Archives of newspaper and science journals (eg http://www.nature.com/nature/archive/index.html not free unfortunately) are useful for cross-references (@zzgavin)

 

historical maps are interesting, various geotiles exist (@zzgavin will hunt out urls)

 

Victorian London and Sherlock Holmes annotation websites are useful too (@zzgavin)

 

English Heritage monument data is available as ESRI shapefiles. Their use is 'generally unrestricted' as long as it is not 'used for purposes which may lead to damage to archaeological sites, historic buildings and landscapes'. Includes listed buildings, scheduled monuments etc, with a little bit of data (date of scheduling, listing grade etc). http://services.english-heritage.org.uk/NMRDataDownload/ Needs a login, but is easy to obtain (and I have one!) @mdgreaney

I have this data as points for the centre of each NMR, which has also been converted to lat/lon and WOEID, if anyone is interested. Currently using it to work out if detecting is happening in the vicinity of scheduled sites. @portableant

 

OS 1:50K gazetteer - has antiquities and Roman sites. Also converted to Yahoo WOEID. You can get the original dataset from http://parlvid.mysociety.org:81/os/ and I can send you my enhanced data. @portableant

 

http://hansard.millbanksystems.com has speeches, questions, written answers and ministerial statements from parliament going back to 1802 - it's about 95% complete. It also has a rudimentary API at http://hansard.millbanksystems.com/api.

Provided information:

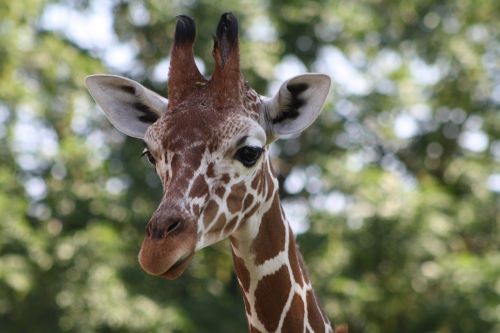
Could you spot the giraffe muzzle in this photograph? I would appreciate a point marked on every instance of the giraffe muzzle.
(168, 246)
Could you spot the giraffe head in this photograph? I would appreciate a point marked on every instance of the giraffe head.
(208, 143)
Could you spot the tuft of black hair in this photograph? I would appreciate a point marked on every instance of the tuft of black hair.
(226, 36)
(185, 30)
(147, 114)
(290, 109)
(227, 29)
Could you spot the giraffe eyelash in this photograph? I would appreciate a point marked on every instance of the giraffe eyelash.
(149, 156)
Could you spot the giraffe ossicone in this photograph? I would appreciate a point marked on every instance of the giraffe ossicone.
(209, 143)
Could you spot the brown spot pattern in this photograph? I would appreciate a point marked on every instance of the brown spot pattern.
(242, 272)
(254, 330)
(219, 191)
(234, 201)
(270, 239)
(294, 320)
(269, 308)
(199, 188)
(210, 211)
(248, 201)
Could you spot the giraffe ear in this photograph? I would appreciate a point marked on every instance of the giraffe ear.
(128, 105)
(295, 106)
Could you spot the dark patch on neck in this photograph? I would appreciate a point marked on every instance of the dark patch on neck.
(147, 114)
(185, 30)
(128, 89)
(291, 109)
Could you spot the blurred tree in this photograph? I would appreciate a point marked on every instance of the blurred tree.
(397, 185)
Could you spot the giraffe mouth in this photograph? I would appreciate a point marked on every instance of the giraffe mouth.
(177, 268)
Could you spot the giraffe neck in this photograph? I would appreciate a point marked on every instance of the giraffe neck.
(273, 280)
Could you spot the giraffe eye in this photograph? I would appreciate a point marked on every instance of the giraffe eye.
(149, 156)
(248, 155)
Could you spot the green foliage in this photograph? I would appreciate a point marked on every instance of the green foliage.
(401, 173)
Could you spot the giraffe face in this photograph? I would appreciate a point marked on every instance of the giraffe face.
(208, 143)
(207, 161)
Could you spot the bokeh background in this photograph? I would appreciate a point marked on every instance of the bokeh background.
(394, 192)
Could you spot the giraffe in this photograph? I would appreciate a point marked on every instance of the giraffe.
(209, 144)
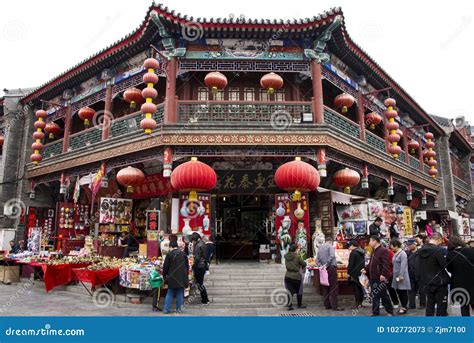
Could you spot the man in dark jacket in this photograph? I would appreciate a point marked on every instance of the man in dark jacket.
(175, 273)
(374, 228)
(378, 271)
(294, 263)
(200, 265)
(356, 263)
(434, 277)
(412, 255)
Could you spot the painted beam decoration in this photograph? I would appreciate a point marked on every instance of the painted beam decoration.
(393, 128)
(149, 93)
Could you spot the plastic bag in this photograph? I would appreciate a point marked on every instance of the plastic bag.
(323, 276)
(307, 280)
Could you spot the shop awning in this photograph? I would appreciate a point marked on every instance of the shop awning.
(341, 198)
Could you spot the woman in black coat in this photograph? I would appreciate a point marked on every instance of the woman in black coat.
(356, 264)
(460, 263)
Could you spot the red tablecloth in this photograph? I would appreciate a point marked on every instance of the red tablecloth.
(57, 275)
(96, 277)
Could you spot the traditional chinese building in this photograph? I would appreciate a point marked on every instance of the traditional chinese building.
(284, 89)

Requests:
1: From the notes on historical data sources, write out word for word the part that begins with the words containing "Archives of newspaper" and ends with "for cross-references (@zzgavin)".
2: Extend the notes on historical data sources, picking up right after their final sentence about the parliamentary speeches archive.

Responses in order:
1:
Archives of newspaper and science journals (eg http://www.nature.com/nature/archive/index.html not free unfortunately) are useful for cross-references (@zzgavin)

2:
 

Old Bailey Online (http://www.oldbaileyonline.org/) has records of about 200,000 criminal trials conducted at the Old Bailey between 1674 and 1913.

 

London Lives (http://www.londonlives.org/) has a collection of 3.35 million names associated with 240,000 documents, coming from 1690 to 1800. 

 

The National Maritime Museum

The National Maritime Museum could make the following datasets available if there's interest (@foe):

 

Research databases

  • Maritime Memorials (approx. 5,000 records, which can be retrieved via a simple API by ID, word/phrase or KML endpoint)
  •  Marine Society’s registers for boys sent to the Royal Navy during the Seven Years War. They're interesting as a history of the poor and for genealogists in search of an ancestor who went to sea as a boy (approx. 5,000 records, available as CSV)
  • Database of Royal Navy victualling during the French Revolutionary and Napoleonic Wars 1793–1815:  (Sustaining the Empire, over 4,000 records, available as an Access database)
  • Warship histories circa 1500 to 1950, detailing captain, where the ships went and the vessels they encountered (approx. 65,000 records, available as CSV)

Transcripts

 

The National Archives

 

We are currently working to make available the following data sets. (Note: This is a provisional list and may change). Please do get in touch with me @mentionthewar if there's something you're particularly interested in working with so we can focus our efforts a bit.

 

  • Complete dump of our catalogue (hold tight it's apparently 10.5GB)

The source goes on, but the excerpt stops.